**EXTRACT**
I do still plan to get a lifting arm/manually-operated crane.
It would be nice to not have to lift them with my spine, and these are made for reliably grabbing by a robot. Both from the sides and even from the top (when tightly packed).
(There are 4 access holes on the top that go down next to the grips on the short sides. A grabber uses one hook each to lock the box when unloading e.g. a pallet.)
You should be able to order from a company like Auer Packaging or a local alternative. Thankfully these are specified precisely, so manufacturers can't cheat on stability to save materials.
They actually recycle well, btw. When broken/used-up, they'll get shredded and turned back into new boxes. It works because they're pure PP and only one of a few fixed colors.
- Reduce and reuse are individual efforts that collectively mean a lot at scale.
- Recycling is something that we pay the city to do and then we don't have to think about it. Out of sight, out of mind, we've barely had to change our behavior.
But it turns out that when we abdicate individual responsibility to government and elected officials, we learn that most aren't recycling and never were. Oops.

**EXTRACTED MATERIAL**
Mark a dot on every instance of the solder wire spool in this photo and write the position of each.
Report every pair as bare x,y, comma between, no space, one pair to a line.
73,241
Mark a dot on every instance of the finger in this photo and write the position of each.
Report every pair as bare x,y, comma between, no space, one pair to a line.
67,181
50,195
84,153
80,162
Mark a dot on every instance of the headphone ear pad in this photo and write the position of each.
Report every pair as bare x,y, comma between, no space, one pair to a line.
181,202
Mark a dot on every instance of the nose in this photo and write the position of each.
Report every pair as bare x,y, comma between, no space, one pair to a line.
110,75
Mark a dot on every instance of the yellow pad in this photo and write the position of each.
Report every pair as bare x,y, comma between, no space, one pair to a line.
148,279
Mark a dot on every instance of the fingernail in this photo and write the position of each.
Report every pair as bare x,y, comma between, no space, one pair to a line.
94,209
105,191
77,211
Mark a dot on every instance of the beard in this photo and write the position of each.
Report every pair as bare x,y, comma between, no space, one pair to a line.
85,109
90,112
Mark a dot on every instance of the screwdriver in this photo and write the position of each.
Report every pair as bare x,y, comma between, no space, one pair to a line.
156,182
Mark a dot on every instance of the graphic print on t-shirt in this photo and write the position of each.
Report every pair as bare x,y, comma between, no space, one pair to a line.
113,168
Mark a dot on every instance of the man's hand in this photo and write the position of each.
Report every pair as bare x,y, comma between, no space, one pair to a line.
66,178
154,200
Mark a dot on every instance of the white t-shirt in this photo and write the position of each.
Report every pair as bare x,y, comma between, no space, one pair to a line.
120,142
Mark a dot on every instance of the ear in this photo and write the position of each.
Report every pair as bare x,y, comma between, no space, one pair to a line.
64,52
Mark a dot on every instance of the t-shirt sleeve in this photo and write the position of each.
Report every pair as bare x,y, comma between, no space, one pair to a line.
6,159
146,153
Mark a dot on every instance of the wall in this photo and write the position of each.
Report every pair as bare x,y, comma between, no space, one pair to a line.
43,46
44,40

**EXERCISE SET**
a - Decide whether each statement agrees with the comment about storage boxes, answering yes or no and quoting the words from the comment that settle it: (i) The boxes have four access holes on the top. (ii) The boxes are made from a mix of different plastics. (iii) The writer already owns a lifting arm.
b - Name every practice for cutting waste that the comment about storage boxes mentions.

**ANSWERS BY TASK**
a -
(i) Yes: "There are 4 access holes on the top"
(ii) No: "they're pure PP"
(iii) No: "I do still plan to get a lifting arm/manually-operated crane."

b - Reduce, reuse, recycling